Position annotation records
--------------------------------

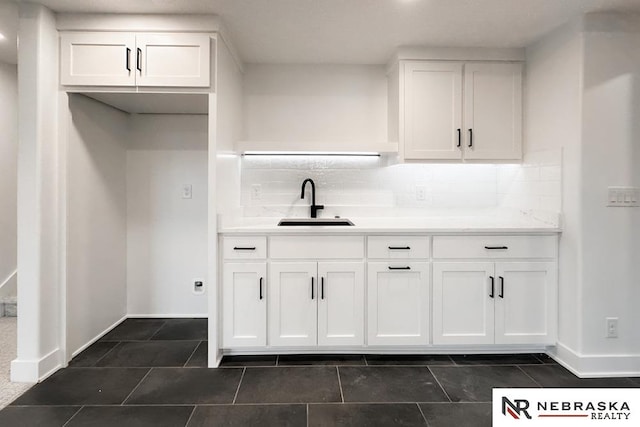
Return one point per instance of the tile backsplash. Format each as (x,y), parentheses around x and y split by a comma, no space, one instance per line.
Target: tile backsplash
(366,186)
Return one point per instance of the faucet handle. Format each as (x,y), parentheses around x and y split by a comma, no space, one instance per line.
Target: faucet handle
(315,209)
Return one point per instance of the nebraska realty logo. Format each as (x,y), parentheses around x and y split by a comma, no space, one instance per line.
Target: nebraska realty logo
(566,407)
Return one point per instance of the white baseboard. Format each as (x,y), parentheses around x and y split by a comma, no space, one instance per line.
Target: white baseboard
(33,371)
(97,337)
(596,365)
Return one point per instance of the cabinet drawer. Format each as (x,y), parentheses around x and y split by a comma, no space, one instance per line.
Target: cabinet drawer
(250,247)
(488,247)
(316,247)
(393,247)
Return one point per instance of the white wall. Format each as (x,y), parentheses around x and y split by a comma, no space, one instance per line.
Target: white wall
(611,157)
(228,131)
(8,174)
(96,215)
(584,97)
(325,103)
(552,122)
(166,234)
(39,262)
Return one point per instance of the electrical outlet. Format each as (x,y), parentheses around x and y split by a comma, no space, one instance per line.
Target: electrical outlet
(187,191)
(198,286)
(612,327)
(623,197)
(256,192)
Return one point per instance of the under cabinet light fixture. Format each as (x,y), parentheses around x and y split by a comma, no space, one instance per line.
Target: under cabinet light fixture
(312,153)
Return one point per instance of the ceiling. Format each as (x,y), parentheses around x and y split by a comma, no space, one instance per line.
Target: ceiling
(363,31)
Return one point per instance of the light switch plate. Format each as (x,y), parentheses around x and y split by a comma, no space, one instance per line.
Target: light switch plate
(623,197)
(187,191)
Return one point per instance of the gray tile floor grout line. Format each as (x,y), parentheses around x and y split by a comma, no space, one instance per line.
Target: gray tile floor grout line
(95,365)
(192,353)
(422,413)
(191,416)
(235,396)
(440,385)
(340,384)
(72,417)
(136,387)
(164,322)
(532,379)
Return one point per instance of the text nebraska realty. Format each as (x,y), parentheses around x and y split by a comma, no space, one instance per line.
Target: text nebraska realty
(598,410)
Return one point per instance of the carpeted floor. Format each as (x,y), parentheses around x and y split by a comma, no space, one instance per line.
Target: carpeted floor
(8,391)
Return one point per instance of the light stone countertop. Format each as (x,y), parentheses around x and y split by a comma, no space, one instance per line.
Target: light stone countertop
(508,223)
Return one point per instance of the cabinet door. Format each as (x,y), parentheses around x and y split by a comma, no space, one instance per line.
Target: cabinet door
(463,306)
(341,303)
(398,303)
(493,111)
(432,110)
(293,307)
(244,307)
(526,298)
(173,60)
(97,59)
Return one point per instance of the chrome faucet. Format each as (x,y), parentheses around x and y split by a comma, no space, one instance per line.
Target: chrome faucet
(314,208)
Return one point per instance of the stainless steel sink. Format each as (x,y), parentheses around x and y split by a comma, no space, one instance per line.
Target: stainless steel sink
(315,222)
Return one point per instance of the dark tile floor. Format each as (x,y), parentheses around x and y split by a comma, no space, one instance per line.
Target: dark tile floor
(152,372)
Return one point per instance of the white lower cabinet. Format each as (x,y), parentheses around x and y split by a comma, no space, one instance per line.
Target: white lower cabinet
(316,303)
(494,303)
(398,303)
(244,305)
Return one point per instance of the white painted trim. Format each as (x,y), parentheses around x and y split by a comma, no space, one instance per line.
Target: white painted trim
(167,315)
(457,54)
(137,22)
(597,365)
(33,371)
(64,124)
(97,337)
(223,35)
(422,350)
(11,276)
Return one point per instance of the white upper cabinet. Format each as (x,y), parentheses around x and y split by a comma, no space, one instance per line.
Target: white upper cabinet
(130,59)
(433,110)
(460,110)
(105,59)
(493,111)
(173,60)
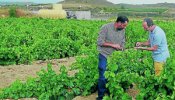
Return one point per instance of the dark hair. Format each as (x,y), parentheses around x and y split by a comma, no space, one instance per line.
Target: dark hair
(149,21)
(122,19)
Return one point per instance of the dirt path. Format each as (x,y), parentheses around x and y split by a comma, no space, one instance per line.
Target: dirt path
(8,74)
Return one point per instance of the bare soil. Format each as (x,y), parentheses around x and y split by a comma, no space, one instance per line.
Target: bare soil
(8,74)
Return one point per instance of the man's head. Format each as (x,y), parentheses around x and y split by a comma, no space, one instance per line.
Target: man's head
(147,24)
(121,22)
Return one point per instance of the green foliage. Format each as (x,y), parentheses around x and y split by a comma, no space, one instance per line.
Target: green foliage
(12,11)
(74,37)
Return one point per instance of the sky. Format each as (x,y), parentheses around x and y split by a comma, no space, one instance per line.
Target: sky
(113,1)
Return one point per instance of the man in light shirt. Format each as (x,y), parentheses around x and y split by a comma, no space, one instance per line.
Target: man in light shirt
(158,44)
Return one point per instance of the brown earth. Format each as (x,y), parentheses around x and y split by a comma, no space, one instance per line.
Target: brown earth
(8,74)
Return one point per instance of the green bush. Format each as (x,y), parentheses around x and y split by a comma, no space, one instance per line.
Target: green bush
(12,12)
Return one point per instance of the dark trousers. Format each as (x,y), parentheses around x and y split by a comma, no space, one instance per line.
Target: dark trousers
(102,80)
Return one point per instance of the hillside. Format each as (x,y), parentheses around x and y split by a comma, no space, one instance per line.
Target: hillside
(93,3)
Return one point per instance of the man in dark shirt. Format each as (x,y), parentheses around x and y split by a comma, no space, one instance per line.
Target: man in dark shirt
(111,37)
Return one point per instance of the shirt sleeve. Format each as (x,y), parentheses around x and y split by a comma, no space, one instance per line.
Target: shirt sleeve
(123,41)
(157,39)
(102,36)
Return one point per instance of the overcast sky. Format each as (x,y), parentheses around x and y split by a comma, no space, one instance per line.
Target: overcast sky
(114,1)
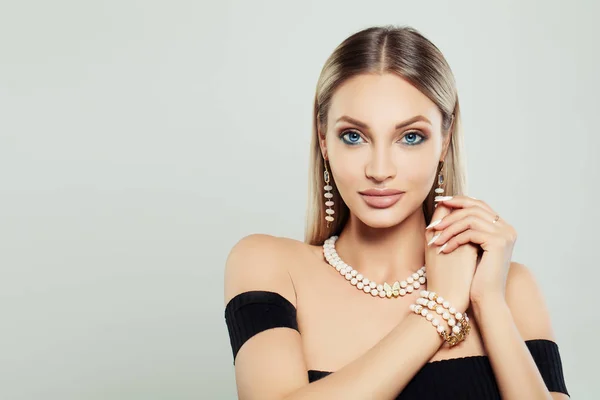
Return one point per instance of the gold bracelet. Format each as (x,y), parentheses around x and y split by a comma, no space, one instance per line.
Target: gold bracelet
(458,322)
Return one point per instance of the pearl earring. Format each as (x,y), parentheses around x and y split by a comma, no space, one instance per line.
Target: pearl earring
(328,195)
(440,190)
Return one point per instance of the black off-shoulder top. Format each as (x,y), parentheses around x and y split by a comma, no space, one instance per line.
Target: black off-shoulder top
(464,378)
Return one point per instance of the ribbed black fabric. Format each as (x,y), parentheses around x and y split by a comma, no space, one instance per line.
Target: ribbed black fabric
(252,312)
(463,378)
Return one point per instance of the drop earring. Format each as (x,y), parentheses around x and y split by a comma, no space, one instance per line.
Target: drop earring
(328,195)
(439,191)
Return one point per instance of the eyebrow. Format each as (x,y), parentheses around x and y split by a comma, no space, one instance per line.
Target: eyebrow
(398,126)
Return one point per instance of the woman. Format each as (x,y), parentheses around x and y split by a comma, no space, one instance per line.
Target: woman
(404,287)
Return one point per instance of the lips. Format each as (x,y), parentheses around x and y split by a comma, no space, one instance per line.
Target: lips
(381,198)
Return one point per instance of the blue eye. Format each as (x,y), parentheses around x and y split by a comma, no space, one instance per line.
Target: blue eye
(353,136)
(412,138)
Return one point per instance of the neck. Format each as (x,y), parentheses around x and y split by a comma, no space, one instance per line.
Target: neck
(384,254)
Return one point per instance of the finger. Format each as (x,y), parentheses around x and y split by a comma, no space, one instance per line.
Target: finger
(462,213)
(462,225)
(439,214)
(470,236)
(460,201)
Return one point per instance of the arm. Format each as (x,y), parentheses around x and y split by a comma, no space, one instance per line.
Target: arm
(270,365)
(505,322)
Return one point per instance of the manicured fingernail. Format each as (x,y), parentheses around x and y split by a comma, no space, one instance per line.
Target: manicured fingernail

--------------------------------

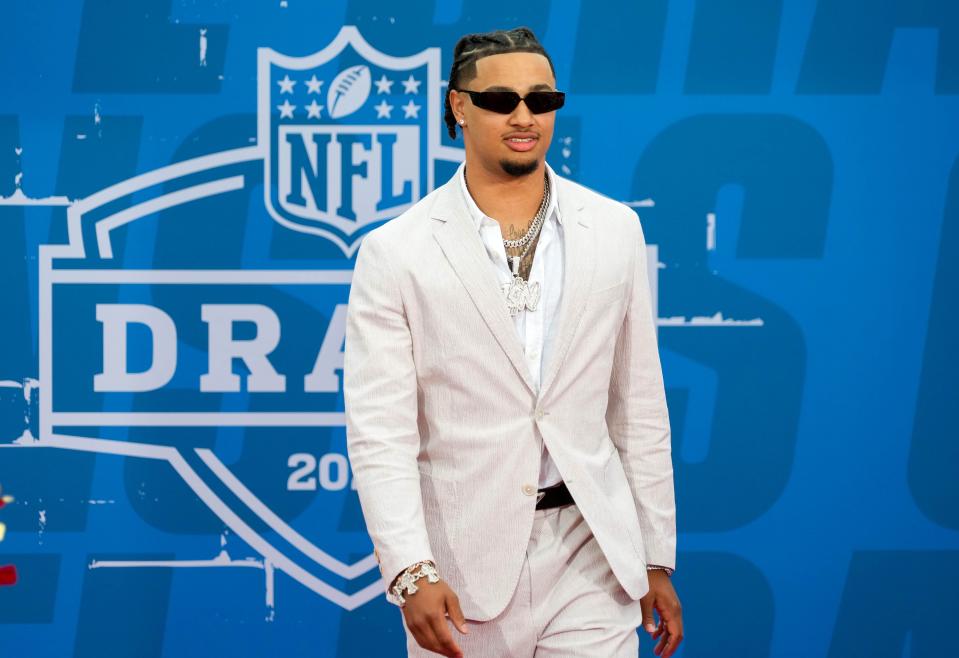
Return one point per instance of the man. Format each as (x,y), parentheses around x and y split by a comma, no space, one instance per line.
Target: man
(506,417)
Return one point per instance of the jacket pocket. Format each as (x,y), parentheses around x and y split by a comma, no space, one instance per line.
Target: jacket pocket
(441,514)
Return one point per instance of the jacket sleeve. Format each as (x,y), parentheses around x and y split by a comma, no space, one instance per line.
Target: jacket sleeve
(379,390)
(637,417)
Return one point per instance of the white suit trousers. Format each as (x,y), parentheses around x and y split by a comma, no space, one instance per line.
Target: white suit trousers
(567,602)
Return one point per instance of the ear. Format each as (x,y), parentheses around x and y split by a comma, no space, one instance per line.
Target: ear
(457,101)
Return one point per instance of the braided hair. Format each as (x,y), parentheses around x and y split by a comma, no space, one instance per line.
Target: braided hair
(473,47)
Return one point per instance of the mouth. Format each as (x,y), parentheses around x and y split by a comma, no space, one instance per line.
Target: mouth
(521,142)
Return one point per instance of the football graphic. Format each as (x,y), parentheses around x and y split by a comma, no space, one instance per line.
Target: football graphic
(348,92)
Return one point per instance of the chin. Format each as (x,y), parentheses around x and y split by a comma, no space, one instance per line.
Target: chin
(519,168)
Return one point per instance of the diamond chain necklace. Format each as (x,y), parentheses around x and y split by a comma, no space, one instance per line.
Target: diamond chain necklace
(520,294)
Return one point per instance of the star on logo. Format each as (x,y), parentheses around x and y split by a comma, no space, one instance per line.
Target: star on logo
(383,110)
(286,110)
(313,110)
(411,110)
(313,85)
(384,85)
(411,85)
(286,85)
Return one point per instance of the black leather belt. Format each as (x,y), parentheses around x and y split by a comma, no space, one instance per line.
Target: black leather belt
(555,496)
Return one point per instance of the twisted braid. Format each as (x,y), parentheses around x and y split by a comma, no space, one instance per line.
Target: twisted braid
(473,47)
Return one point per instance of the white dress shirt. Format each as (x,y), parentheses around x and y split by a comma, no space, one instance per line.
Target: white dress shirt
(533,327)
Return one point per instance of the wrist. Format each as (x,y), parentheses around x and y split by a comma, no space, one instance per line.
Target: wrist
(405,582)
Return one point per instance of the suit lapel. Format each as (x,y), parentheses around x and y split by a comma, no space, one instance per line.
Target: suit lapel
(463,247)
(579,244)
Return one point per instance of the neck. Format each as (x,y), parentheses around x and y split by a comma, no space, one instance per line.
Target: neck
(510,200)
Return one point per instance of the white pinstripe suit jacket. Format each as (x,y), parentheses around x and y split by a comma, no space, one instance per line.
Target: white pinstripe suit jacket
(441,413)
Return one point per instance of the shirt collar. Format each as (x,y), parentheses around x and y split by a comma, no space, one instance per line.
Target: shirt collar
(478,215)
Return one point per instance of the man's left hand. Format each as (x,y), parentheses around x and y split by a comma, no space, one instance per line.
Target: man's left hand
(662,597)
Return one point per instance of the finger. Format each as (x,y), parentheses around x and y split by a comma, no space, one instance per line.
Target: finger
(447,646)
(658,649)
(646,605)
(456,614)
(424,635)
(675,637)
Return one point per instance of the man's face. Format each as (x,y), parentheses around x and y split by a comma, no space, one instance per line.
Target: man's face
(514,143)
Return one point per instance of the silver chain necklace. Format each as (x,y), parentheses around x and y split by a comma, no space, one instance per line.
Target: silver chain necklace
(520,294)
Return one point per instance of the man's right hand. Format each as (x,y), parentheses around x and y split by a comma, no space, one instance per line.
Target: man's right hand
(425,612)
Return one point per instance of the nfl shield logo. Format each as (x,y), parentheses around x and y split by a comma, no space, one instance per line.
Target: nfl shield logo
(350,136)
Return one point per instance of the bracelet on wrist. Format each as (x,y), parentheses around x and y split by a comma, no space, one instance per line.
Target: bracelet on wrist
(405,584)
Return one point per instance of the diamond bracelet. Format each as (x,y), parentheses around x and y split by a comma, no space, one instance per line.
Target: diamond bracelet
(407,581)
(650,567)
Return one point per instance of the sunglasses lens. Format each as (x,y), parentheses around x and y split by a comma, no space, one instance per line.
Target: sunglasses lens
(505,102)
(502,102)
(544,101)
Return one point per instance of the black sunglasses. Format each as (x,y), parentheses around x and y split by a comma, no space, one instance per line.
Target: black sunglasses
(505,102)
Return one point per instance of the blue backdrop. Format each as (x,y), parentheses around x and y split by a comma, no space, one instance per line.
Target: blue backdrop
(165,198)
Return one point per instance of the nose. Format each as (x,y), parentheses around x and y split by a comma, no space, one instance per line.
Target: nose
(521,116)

--------------------------------

AIM OF THE EXERCISE:
Which lines of the records above contain the word "chin"? Copy each of them in full.

RESPONSE:
Return one point per instance of the chin. Format each as (x,y), parentheses around x and y split by a comma, no space, one instance per line.
Target: chin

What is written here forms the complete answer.